* **Task description**:
Find and copy every line in the records that includes the string "ceramic".

* **Dataset extract**:
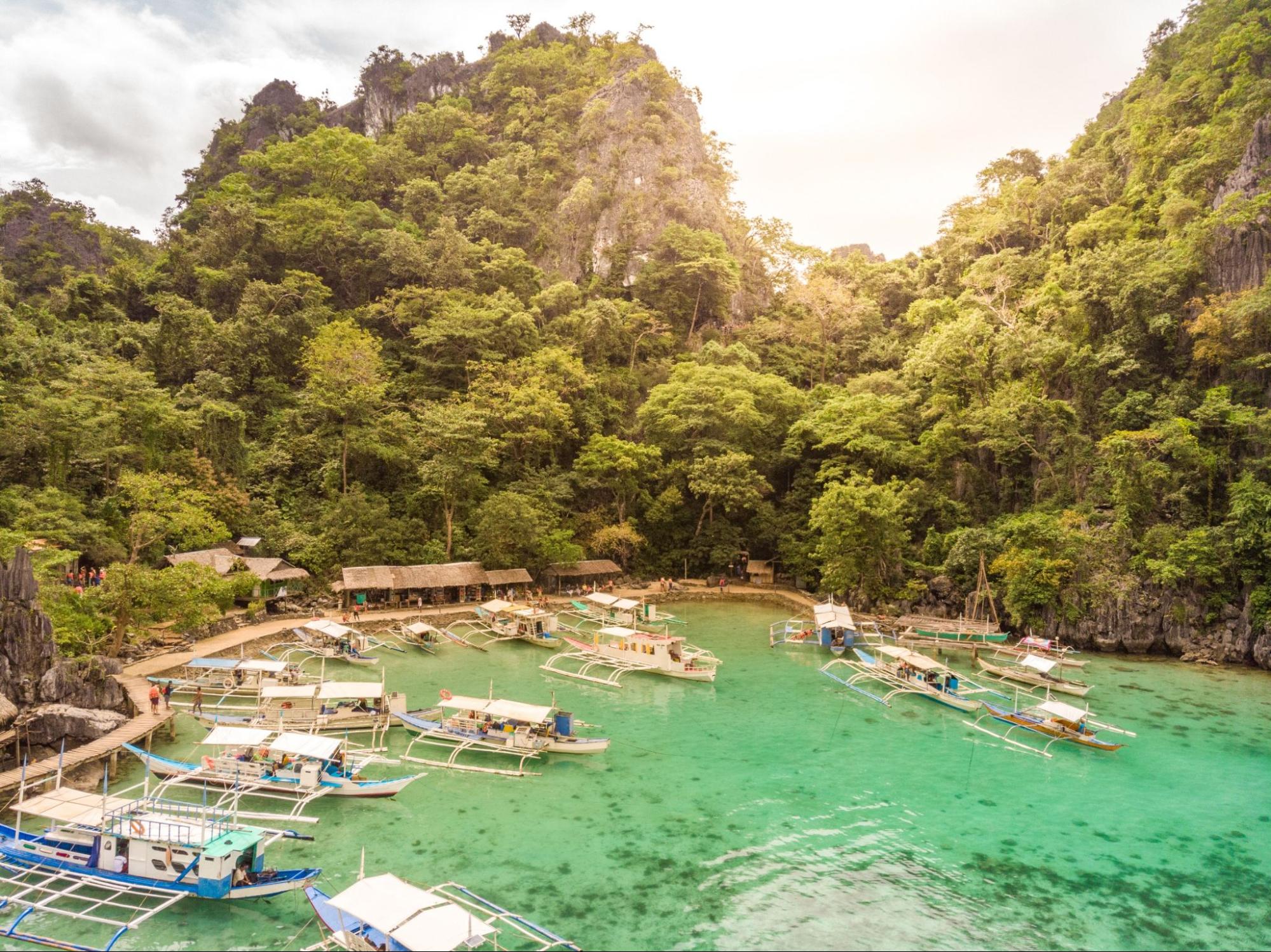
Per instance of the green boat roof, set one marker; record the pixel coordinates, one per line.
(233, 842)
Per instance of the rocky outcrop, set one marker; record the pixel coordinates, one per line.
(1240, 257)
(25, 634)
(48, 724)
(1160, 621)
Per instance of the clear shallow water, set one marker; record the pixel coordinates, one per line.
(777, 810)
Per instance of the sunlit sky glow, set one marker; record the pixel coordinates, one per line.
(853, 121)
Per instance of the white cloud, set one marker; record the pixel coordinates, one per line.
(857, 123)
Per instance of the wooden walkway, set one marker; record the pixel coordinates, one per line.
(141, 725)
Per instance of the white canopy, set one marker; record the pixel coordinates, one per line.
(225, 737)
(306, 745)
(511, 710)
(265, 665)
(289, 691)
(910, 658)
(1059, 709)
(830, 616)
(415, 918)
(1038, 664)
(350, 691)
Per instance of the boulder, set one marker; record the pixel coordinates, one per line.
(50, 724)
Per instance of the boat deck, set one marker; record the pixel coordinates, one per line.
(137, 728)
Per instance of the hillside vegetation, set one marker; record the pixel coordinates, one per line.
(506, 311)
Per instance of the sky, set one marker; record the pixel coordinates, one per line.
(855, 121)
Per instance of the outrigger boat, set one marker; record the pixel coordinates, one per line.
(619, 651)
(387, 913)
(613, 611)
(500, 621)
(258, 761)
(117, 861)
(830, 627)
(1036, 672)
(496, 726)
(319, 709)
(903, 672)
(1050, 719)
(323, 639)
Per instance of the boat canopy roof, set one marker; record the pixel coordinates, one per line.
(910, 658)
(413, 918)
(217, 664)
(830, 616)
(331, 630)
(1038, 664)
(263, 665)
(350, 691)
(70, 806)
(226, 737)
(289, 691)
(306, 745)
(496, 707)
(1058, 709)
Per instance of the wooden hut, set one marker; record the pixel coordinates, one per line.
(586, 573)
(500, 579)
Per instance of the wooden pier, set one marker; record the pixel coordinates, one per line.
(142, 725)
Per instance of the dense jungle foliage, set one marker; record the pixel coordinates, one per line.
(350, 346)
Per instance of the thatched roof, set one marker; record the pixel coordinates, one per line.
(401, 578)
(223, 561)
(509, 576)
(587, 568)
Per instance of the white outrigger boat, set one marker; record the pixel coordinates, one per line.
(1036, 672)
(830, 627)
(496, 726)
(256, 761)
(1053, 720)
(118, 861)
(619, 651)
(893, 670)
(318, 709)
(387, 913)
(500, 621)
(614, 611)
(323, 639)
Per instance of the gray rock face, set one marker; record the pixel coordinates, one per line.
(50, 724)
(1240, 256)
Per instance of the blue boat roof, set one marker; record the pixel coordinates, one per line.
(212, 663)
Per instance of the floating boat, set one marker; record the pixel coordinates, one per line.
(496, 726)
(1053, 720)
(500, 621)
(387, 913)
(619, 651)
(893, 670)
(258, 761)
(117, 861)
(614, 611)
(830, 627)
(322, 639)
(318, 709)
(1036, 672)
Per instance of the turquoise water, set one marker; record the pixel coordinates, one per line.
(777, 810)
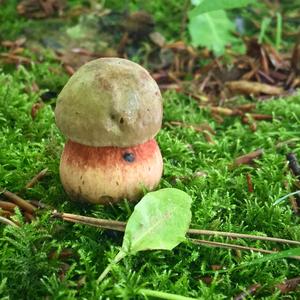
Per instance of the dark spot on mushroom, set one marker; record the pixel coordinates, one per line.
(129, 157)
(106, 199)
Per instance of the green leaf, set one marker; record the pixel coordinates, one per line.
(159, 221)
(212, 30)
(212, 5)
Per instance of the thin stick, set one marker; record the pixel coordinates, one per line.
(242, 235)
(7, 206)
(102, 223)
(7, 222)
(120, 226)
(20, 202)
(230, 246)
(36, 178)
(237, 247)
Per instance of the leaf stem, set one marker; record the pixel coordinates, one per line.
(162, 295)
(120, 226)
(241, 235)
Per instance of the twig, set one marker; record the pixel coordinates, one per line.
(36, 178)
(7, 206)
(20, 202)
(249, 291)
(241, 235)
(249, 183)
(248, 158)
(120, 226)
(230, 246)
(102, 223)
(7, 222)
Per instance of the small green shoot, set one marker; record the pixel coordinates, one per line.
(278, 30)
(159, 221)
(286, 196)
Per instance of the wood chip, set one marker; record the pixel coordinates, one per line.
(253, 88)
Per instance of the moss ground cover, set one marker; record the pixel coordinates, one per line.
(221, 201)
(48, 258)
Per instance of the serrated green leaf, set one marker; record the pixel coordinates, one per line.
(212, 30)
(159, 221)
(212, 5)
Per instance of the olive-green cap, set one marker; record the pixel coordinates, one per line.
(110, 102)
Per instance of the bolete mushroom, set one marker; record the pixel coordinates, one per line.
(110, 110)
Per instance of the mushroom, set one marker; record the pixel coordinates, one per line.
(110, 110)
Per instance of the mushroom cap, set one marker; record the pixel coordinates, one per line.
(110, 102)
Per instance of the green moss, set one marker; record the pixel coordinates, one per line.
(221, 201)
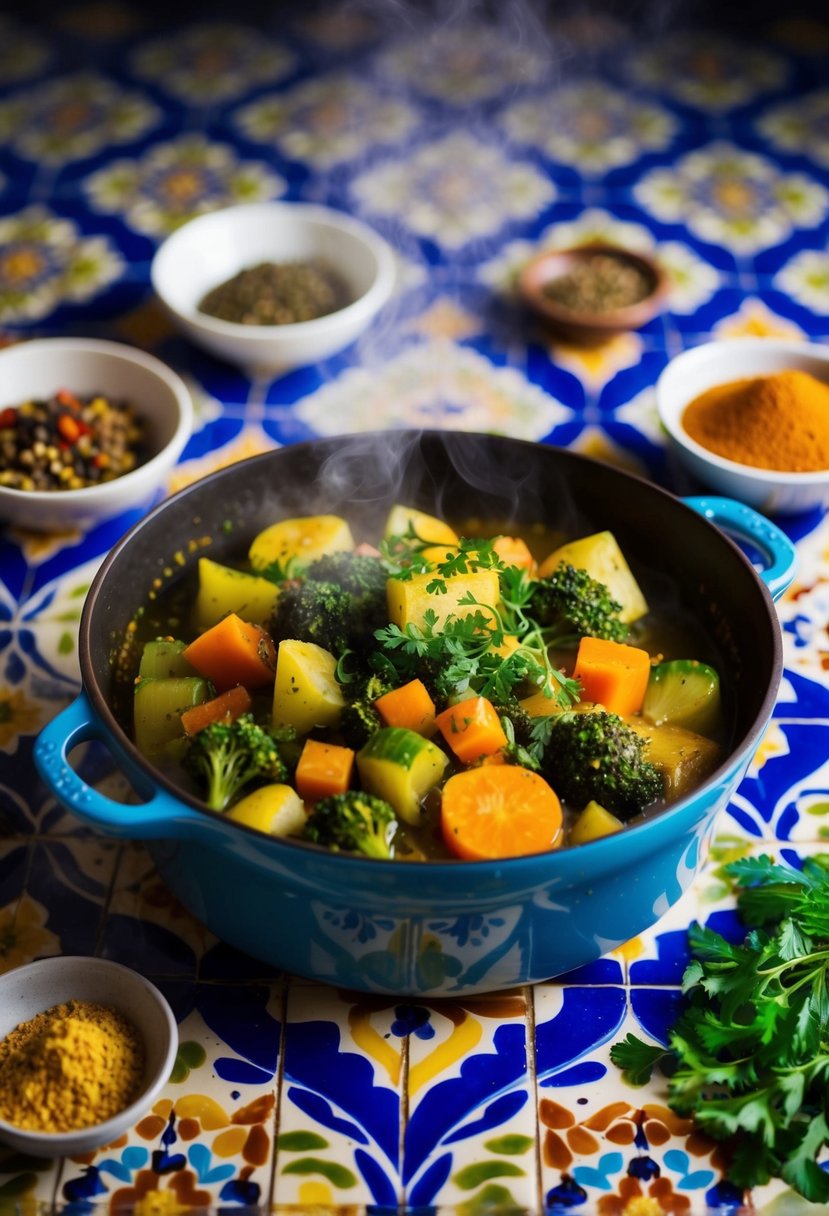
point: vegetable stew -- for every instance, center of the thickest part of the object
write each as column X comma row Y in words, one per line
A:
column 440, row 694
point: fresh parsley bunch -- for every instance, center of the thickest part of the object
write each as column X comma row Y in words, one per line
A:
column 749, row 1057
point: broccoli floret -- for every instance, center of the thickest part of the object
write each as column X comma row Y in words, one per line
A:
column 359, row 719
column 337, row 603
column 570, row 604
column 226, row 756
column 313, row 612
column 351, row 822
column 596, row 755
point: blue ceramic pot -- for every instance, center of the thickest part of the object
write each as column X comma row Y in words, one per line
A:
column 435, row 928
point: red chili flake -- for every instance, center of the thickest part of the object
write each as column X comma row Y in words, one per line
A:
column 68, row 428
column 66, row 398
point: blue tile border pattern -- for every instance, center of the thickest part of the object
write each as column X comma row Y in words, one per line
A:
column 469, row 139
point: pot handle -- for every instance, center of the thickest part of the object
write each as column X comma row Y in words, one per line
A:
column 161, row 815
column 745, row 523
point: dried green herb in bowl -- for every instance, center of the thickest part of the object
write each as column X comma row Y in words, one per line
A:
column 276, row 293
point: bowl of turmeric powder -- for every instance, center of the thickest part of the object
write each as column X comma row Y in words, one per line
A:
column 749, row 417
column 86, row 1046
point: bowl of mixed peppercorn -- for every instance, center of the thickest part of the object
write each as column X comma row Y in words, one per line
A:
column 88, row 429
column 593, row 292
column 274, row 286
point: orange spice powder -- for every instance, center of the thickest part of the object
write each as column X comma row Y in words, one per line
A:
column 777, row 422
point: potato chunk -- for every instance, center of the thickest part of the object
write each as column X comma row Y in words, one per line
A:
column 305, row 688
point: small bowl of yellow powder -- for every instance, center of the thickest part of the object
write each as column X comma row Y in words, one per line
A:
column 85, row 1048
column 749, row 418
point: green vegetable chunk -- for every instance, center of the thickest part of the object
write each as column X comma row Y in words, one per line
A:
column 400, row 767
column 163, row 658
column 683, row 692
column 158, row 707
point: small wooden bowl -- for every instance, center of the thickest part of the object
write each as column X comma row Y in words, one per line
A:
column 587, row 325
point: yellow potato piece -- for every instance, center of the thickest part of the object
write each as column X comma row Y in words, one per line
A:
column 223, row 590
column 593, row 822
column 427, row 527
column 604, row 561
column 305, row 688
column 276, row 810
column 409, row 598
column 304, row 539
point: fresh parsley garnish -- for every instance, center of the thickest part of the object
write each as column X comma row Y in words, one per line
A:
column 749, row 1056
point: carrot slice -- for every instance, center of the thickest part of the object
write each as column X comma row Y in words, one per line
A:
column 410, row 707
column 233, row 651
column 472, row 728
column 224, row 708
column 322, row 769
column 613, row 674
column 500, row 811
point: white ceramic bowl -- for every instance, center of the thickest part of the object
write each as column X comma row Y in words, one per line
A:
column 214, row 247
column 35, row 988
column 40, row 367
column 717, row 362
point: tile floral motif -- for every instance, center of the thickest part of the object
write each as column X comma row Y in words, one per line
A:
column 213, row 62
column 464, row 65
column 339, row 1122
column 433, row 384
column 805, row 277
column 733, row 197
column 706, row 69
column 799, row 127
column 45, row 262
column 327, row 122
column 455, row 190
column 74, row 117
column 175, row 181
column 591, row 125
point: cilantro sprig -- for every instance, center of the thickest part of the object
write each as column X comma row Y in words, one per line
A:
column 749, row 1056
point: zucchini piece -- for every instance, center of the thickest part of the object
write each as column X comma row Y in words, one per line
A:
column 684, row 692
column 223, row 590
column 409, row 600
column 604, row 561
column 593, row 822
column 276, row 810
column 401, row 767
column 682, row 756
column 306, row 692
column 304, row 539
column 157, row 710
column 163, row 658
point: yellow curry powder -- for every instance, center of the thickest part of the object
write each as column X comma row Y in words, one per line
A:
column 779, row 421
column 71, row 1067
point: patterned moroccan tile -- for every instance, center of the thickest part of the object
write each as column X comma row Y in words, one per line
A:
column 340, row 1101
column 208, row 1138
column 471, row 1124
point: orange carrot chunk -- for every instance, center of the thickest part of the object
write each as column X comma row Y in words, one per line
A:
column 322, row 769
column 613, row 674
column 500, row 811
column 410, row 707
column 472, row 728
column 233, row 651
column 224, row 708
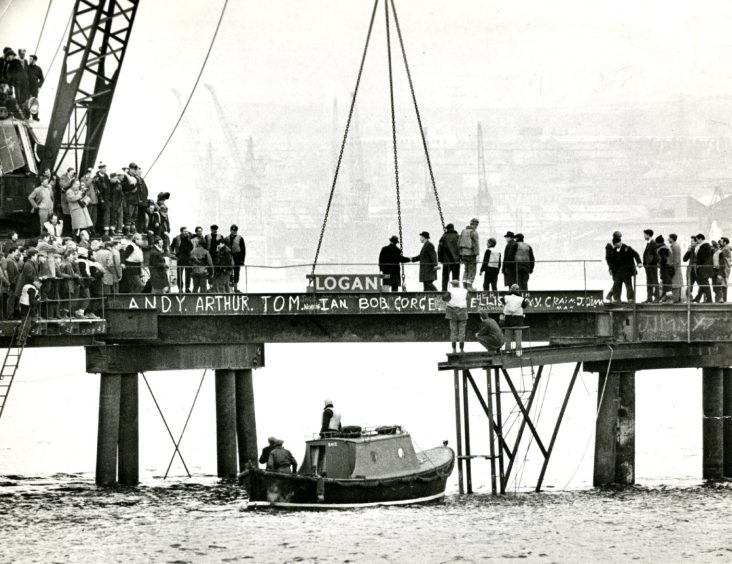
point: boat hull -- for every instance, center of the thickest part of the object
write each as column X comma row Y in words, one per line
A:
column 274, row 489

* **Response**:
point: blue ceramic pot -- for every instance, center of the thickest part of the object
point: white ceramic bowl -- for every instance, center of the thickest part of the object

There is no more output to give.